> Task requirements
In the listing below, look for "Where" and copy every line that has it.

> Provided information

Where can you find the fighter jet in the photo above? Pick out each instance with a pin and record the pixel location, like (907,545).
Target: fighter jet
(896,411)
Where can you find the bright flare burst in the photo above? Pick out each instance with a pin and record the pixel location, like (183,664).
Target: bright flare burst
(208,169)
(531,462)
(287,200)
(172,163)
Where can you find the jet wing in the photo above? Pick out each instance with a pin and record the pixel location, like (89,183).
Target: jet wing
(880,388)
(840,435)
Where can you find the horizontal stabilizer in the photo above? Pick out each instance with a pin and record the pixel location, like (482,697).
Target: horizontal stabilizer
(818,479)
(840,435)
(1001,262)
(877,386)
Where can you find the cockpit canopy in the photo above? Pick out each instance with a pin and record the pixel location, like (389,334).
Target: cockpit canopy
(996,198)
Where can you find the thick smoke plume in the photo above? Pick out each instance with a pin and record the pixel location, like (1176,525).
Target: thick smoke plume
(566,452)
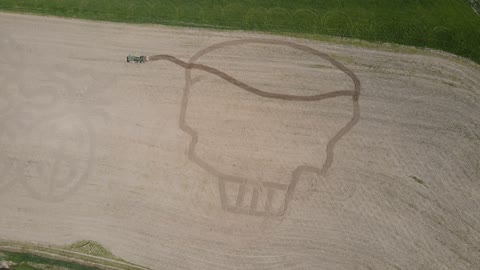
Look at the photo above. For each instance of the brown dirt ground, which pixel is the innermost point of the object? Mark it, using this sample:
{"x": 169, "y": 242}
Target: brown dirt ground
{"x": 175, "y": 168}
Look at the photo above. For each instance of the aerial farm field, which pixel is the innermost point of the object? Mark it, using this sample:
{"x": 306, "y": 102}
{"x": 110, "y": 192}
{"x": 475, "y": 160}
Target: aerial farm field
{"x": 303, "y": 146}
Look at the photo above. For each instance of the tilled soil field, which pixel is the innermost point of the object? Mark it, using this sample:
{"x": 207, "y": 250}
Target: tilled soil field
{"x": 234, "y": 150}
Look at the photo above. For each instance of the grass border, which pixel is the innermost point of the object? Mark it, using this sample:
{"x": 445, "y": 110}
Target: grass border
{"x": 63, "y": 254}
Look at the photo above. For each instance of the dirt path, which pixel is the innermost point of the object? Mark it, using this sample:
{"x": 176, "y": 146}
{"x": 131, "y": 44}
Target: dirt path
{"x": 246, "y": 154}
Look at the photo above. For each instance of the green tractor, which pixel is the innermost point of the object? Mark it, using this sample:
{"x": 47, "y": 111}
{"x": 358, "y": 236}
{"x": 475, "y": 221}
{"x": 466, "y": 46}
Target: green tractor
{"x": 137, "y": 59}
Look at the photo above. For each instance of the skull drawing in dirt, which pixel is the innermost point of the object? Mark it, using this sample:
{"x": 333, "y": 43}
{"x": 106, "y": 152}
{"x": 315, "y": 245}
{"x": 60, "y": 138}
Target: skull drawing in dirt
{"x": 262, "y": 115}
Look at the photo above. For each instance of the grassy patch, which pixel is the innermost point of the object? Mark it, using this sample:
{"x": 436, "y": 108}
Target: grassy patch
{"x": 27, "y": 261}
{"x": 449, "y": 25}
{"x": 83, "y": 254}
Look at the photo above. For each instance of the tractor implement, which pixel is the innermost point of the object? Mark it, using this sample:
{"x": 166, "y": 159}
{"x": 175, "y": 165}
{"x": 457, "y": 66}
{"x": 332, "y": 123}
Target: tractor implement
{"x": 136, "y": 59}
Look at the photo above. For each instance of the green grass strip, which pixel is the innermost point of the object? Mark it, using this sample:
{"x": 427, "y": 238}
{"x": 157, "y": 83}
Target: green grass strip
{"x": 24, "y": 261}
{"x": 449, "y": 25}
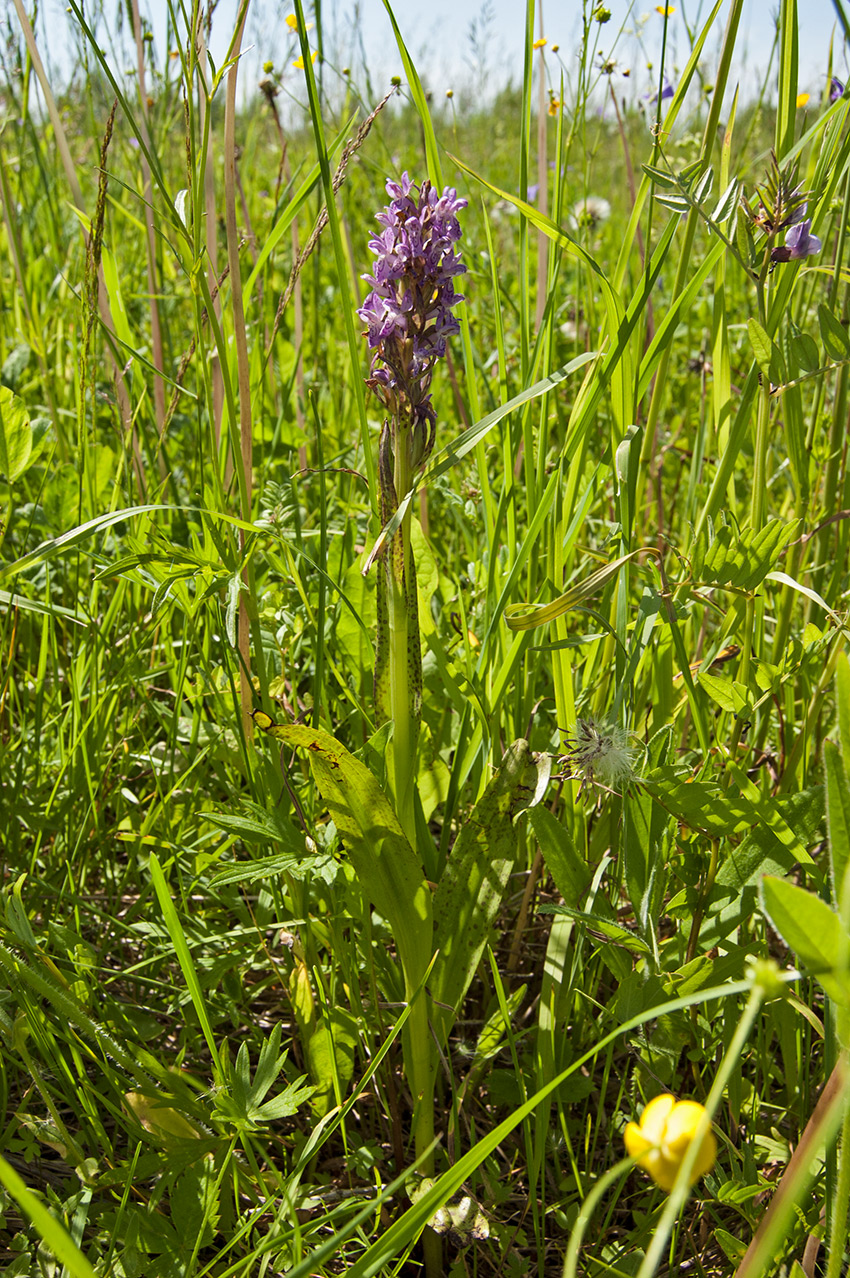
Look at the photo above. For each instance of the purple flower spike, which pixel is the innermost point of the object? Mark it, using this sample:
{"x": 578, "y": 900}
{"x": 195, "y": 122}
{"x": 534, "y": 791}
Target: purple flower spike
{"x": 408, "y": 312}
{"x": 799, "y": 243}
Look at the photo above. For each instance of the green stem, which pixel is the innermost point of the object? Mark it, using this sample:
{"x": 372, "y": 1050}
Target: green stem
{"x": 839, "y": 1232}
{"x": 404, "y": 657}
{"x": 587, "y": 1210}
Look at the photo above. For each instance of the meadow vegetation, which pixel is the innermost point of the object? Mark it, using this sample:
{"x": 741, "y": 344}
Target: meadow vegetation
{"x": 301, "y": 979}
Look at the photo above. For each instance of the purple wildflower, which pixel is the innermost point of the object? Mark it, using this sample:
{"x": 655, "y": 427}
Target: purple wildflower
{"x": 408, "y": 312}
{"x": 799, "y": 243}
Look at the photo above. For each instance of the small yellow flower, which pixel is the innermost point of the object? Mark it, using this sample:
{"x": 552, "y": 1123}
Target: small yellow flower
{"x": 662, "y": 1138}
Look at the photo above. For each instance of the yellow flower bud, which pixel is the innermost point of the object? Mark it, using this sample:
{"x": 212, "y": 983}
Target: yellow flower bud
{"x": 661, "y": 1140}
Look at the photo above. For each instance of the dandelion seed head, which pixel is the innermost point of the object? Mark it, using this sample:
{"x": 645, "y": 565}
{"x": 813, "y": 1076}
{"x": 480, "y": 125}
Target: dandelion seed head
{"x": 601, "y": 752}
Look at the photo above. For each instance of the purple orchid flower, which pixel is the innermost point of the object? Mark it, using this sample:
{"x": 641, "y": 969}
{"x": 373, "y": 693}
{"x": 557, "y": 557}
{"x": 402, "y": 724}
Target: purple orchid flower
{"x": 408, "y": 312}
{"x": 799, "y": 243}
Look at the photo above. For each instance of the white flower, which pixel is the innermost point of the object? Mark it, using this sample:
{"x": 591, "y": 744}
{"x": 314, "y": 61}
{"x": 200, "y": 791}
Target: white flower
{"x": 591, "y": 212}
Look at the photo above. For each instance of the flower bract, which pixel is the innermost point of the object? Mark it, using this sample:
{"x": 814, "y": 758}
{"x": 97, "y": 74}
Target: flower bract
{"x": 660, "y": 1141}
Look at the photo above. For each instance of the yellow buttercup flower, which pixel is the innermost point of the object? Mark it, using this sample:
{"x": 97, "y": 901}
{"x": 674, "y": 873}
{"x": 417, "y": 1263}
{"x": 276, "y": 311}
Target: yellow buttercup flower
{"x": 661, "y": 1140}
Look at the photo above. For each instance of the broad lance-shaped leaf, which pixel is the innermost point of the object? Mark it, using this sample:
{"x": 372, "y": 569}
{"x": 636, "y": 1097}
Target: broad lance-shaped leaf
{"x": 474, "y": 879}
{"x": 15, "y": 435}
{"x": 382, "y": 858}
{"x": 814, "y": 933}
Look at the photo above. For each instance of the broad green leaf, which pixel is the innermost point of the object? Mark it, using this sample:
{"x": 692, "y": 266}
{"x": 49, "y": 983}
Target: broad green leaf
{"x": 727, "y": 202}
{"x": 761, "y": 344}
{"x": 837, "y": 828}
{"x": 571, "y": 874}
{"x": 15, "y": 435}
{"x": 528, "y": 616}
{"x": 726, "y": 693}
{"x": 473, "y": 882}
{"x": 703, "y": 805}
{"x": 812, "y": 931}
{"x": 382, "y": 858}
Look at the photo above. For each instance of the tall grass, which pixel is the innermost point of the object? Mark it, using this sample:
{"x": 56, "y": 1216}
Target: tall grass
{"x": 256, "y": 1017}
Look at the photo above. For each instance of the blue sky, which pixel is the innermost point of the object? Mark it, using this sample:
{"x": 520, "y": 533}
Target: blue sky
{"x": 440, "y": 35}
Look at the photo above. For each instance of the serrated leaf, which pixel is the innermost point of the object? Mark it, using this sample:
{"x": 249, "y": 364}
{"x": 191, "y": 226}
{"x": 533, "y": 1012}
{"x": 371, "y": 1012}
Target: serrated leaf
{"x": 836, "y": 343}
{"x": 251, "y": 872}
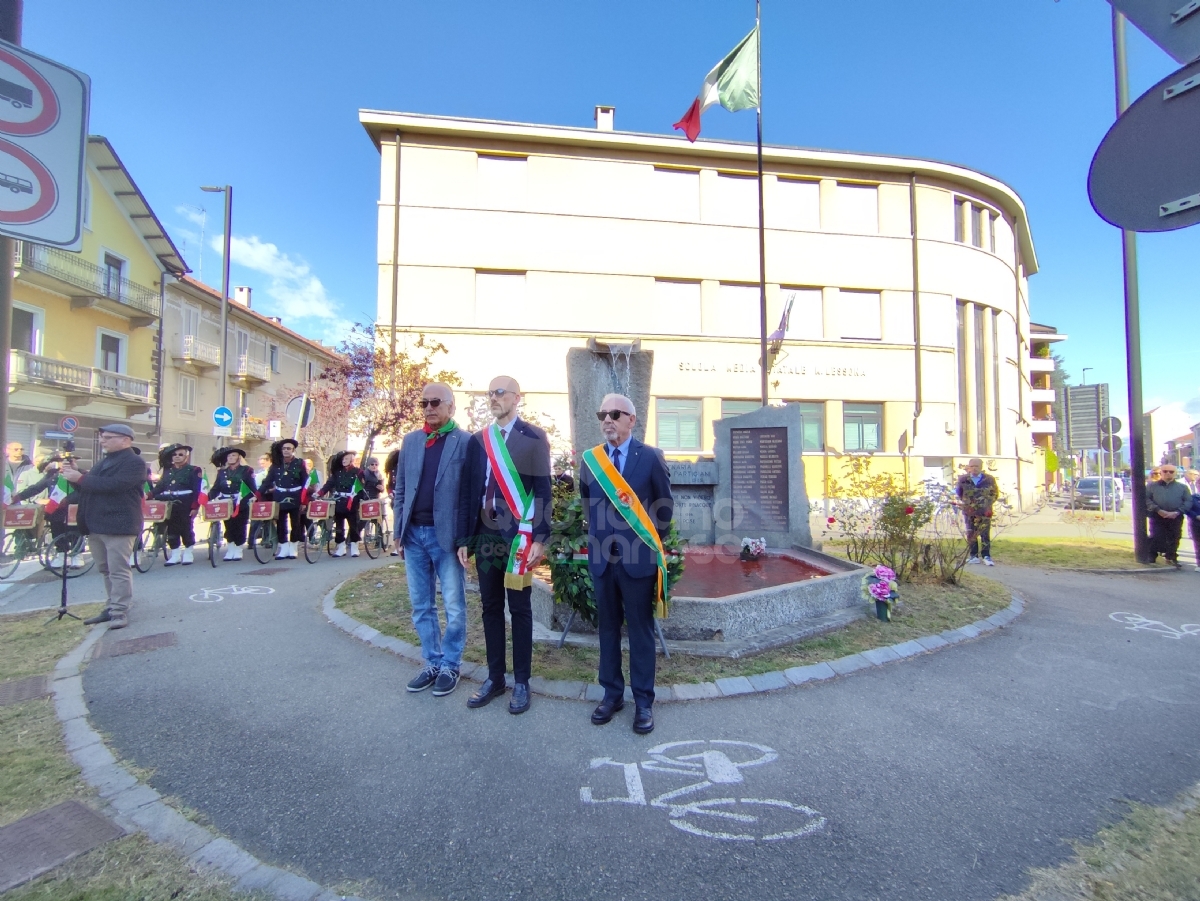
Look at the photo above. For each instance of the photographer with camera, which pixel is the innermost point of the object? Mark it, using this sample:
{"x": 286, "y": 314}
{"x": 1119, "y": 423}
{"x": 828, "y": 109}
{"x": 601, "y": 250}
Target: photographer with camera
{"x": 111, "y": 515}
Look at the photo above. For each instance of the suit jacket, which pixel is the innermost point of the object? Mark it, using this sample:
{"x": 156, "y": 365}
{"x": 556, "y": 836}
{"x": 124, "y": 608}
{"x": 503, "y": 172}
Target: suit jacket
{"x": 445, "y": 488}
{"x": 529, "y": 450}
{"x": 646, "y": 470}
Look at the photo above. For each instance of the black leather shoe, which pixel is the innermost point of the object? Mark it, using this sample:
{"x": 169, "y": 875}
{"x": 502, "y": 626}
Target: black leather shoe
{"x": 606, "y": 710}
{"x": 485, "y": 694}
{"x": 520, "y": 701}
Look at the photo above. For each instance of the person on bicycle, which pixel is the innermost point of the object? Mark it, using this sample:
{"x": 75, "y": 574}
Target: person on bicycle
{"x": 232, "y": 475}
{"x": 285, "y": 484}
{"x": 179, "y": 484}
{"x": 345, "y": 485}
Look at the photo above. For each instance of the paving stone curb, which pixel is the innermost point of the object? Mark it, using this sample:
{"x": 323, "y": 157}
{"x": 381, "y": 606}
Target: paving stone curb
{"x": 138, "y": 808}
{"x": 729, "y": 686}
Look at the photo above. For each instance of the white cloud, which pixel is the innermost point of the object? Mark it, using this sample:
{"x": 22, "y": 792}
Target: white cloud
{"x": 297, "y": 292}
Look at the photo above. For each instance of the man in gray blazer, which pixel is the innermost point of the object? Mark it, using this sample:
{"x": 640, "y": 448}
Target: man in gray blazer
{"x": 426, "y": 515}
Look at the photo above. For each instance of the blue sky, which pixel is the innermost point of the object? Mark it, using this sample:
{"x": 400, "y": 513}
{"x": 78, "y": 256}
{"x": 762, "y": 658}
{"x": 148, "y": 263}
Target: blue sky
{"x": 264, "y": 95}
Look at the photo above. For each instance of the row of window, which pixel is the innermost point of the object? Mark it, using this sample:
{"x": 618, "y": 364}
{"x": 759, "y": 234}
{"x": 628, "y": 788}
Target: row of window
{"x": 681, "y": 421}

> Solved exercise
Where can you find the fighter jet in the photo above? Pick out each instance with a pin and record the pixel location, like (907,545).
Where can you find the bright flare burst in the photo above? Pick out each instance with a pin and record the pixel location, like (183,664).
Where can you find the jet wing in the photo above? Pick out each instance with a pin and record the pixel location, like (89,183).
Where can you find the horizontal stabilizer in the photo above? Pick out each instance with a pin and record the pixel location, like (482,697).
Where can you find the cockpit canopy in the photo above? Pick out each instance with a pin and record the pixel location, like (389,334).
Where can you find the thick smoke plume in the photo above? Pick out each instance with a pin and record the pixel location, like (1176,525).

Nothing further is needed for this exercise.